** TEXT BLOCK follows **

First implemented in 2014 as a cornerstone of the Affordable Care Act (ACA), public exchanges were envisioned as a new health insurance marketplace where millions of uninsured Americans could shop for, compare and purchase affordable, stable health coverage. The new exchanges sought to provide subsidized coverage to Americans who were not eligible for Medicaid.

Since implementation, public exchange coverage has proven to be significantly more costly and less sustainable than envisioned.

  • Medicaid coverage costs 43 percent less than public exchange coverage, which is less affordable for the federal government and consumers.
  • Exchanges have failed to achieve longstanding enrollment expectations of 25 million and cover far fewer people than other coverage platforms.
  • Exchange coverage has declined over the course of each year since ACA implementation, as higher-than-expected costs and other factors have discouraged many healthy individuals from enrolling and staying enrolled.

Medicaid Has Expanded Access to Care by Delivering Affordable, Stable, and Sustainable Coverage

While public exchanges have fallen short of providing consumers with affordable, high-quality, stable coverage options, the ACA’s Medicaid Expansion has succeeded in providing sustainable and effective coverage. Since 2013, more than 16 million additional people have enrolled in Medicaid.

Exchange beneficiaries, as well as the remaining uninsured, would gain the most from being in suitably managed state-based public and private market structures which are more stable, efficient, and effective than exchanges. Transitioning to a simpler, flexible, and more sustainable coverage system can help advance the important goals of providing more affordable coverage options, improving health outcomes, and achieving federal and state budget savings.

** End of TEXT BLOCK **
** EXTRACTED MATERIAL follows **

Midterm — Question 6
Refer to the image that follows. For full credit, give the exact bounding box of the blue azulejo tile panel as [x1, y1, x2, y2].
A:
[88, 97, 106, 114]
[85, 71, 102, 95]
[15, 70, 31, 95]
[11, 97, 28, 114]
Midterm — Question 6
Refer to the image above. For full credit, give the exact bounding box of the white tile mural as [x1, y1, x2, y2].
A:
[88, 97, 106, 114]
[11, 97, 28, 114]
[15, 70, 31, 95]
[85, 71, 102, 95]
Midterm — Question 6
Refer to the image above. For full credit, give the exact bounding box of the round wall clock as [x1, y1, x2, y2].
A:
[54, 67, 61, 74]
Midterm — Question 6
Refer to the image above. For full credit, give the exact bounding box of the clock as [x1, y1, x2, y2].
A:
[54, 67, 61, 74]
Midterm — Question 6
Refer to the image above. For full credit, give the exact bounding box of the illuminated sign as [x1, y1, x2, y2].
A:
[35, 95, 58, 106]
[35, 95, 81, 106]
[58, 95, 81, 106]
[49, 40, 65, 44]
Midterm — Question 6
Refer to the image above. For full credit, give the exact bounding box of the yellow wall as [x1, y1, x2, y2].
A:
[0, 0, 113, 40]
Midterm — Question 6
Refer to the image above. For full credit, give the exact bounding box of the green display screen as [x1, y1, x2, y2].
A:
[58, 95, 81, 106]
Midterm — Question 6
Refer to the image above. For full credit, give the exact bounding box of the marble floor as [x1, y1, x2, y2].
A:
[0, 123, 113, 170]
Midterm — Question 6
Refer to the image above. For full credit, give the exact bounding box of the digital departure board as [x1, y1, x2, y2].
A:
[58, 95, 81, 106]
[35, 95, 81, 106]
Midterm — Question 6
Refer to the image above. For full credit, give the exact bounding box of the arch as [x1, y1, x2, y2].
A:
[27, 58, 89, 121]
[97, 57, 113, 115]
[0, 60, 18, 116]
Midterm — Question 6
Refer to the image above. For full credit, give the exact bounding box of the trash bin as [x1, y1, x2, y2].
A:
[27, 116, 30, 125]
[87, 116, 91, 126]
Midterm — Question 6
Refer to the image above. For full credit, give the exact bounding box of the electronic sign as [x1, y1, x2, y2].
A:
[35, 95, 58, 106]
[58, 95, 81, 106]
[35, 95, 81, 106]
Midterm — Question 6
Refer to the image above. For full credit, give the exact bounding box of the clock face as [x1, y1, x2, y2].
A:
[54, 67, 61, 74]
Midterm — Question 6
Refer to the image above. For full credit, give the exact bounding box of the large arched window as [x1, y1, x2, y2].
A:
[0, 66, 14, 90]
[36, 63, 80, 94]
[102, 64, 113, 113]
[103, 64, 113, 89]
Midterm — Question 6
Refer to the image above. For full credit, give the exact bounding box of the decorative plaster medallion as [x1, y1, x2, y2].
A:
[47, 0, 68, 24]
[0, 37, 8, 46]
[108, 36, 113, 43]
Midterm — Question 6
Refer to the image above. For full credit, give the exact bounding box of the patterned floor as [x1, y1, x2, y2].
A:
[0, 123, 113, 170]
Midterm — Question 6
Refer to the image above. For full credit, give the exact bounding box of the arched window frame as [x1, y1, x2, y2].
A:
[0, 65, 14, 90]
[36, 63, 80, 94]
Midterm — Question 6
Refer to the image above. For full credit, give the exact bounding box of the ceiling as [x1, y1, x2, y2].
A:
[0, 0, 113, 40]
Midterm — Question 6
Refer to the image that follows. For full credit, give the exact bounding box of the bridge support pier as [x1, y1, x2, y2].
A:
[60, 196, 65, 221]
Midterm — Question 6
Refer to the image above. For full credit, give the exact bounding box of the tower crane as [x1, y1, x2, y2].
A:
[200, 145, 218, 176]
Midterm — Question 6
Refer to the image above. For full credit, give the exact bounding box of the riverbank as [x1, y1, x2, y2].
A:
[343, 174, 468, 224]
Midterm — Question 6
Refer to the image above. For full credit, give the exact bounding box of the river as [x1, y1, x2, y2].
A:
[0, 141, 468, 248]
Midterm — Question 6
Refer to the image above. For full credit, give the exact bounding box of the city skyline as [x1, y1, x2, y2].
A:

** End of EXTRACTED MATERIAL **

- _TASK INSTRUCTIONS_:
1. Write out everything in the passage on ACA exchanges from "While public exchanges" down to "state budget savings.".
2. List the goals that the final sentence of the passage on ACA exchanges says a simpler coverage system can help advance.
The lines that come after the passage on ACA exchanges are separate material and are not part of it.

- _RESULTS OF THE EXERCISE_:
1.
While public exchanges have fallen short of providing consumers with affordable, high-quality, stable coverage options, the ACA’s Medicaid Expansion has succeeded in providing sustainable and effective coverage. Since 2013, more than 16 million additional people have enrolled in Medicaid.

Exchange beneficiaries, as well as the remaining uninsured, would gain the most from being in suitably managed state-based public and private market structures which are more stable, efficient, and effective than exchanges. Transitioning to a simpler, flexible, and more sustainable coverage system can help advance the important goals of providing more affordable coverage options, improving health outcomes, and achieving federal and state budget savings.

2.
- Providing more affordable coverage options
- Improving health outcomes
- Achieving federal and state budget savings